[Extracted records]
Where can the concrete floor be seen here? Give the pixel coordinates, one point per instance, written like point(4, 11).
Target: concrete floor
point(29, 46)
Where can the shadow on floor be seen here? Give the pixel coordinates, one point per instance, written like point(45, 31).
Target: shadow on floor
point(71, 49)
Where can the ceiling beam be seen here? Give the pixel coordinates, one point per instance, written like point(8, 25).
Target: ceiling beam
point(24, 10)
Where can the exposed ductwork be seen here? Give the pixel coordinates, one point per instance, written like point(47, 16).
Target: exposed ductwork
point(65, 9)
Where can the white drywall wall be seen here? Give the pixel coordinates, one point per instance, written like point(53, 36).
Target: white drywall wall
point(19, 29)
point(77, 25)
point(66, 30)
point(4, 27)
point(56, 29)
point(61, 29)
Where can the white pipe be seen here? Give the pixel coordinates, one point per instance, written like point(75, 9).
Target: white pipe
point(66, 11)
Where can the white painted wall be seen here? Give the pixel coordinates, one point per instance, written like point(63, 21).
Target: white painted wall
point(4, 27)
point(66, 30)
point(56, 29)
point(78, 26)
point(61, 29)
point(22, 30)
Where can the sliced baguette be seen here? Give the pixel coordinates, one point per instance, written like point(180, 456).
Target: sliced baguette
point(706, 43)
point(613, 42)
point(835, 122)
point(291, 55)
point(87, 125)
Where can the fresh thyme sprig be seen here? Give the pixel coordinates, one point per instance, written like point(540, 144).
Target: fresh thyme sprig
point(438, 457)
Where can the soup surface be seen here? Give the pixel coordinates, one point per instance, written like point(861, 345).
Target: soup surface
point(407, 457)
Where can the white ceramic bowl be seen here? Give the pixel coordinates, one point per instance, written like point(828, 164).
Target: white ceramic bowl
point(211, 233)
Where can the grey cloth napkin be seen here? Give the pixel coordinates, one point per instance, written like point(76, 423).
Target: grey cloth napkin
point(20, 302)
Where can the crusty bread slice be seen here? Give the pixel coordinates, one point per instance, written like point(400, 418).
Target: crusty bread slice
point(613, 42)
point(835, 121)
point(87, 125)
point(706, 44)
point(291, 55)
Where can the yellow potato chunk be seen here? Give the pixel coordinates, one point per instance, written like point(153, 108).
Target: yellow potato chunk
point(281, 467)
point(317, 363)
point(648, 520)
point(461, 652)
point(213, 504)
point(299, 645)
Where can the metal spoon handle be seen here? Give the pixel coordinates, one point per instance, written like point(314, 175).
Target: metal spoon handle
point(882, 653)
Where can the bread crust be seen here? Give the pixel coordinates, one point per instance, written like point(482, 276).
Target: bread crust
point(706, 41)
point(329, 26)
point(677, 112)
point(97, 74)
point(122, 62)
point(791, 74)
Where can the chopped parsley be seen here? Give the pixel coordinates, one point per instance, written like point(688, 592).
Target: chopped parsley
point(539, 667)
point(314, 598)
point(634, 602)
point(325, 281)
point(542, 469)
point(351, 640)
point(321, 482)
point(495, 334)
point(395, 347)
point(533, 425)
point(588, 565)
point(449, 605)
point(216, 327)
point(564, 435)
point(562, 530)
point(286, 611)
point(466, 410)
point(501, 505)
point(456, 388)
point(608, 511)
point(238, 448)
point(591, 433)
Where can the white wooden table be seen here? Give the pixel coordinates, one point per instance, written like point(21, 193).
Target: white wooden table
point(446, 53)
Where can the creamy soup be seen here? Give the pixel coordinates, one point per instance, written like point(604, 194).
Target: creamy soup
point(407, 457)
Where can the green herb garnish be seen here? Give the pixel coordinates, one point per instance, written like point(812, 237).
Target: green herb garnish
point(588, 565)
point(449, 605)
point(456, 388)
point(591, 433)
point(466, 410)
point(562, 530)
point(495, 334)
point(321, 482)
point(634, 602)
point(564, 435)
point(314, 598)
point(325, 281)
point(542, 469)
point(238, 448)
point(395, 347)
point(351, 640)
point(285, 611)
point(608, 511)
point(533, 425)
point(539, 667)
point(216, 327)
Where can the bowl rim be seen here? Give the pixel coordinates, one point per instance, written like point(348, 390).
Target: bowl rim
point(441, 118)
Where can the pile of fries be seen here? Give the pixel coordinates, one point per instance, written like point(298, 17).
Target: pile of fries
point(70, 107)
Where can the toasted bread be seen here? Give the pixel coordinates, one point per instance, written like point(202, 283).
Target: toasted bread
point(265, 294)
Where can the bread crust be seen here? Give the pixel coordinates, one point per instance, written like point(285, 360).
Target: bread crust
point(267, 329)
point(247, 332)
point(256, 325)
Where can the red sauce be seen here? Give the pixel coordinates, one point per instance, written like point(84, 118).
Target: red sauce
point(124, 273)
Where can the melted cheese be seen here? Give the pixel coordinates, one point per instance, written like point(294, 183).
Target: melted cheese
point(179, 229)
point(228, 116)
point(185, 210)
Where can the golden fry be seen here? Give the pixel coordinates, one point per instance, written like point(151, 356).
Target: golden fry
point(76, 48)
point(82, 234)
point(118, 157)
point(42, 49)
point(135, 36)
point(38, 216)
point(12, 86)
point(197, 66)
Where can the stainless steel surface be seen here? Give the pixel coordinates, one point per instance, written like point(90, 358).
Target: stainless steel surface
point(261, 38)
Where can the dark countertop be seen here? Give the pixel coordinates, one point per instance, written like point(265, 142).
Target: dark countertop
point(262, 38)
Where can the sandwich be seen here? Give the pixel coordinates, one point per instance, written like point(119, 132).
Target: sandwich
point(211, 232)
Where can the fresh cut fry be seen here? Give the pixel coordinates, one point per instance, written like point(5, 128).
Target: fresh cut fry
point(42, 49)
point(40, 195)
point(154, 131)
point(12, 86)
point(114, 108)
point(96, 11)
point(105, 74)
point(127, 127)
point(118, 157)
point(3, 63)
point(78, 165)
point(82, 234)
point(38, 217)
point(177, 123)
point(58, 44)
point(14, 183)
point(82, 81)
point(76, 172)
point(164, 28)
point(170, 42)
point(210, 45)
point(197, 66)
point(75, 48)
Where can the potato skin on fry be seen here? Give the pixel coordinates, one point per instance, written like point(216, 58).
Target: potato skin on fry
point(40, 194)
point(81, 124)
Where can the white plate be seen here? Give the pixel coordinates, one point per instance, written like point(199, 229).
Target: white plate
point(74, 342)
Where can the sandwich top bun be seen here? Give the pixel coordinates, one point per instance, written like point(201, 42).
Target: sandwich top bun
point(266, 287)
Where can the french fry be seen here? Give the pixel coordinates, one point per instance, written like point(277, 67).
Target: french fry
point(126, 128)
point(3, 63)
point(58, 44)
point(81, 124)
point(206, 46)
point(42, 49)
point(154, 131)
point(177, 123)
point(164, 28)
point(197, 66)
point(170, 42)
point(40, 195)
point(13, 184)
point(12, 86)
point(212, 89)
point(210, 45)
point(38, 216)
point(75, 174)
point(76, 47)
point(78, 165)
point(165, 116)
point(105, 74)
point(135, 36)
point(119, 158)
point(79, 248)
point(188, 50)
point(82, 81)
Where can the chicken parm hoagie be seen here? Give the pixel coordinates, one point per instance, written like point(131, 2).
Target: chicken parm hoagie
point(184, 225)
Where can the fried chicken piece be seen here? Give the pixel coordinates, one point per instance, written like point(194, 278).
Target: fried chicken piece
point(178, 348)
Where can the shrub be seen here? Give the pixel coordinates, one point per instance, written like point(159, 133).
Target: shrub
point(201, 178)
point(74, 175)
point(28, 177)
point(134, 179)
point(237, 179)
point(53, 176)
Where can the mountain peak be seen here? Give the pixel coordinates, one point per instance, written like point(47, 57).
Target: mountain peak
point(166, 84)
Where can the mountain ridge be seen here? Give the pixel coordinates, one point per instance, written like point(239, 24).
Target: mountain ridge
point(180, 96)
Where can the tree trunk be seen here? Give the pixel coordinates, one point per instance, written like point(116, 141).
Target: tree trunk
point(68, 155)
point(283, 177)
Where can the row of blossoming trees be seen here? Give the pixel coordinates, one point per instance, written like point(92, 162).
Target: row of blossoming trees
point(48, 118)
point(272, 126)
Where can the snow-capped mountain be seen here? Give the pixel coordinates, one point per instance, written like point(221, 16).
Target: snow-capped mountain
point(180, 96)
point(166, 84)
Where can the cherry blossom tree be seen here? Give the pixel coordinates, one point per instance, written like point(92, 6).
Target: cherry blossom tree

- Task requirements -
Reproduce the material from the line containing "Where can the grey" through the line containing "point(20, 302)", both lines included, with the requests left unchanged. In the answers only, multiply each point coordinate by 0.2 and round to the nearest whole number, rounding halves up; the sample coordinates inside the requests stay as they are.

- Full output -
Where can the grey cloth napkin be seen here? Give the pixel coordinates, one point per instance, written like point(76, 423).
Target: grey cloth napkin
point(4, 60)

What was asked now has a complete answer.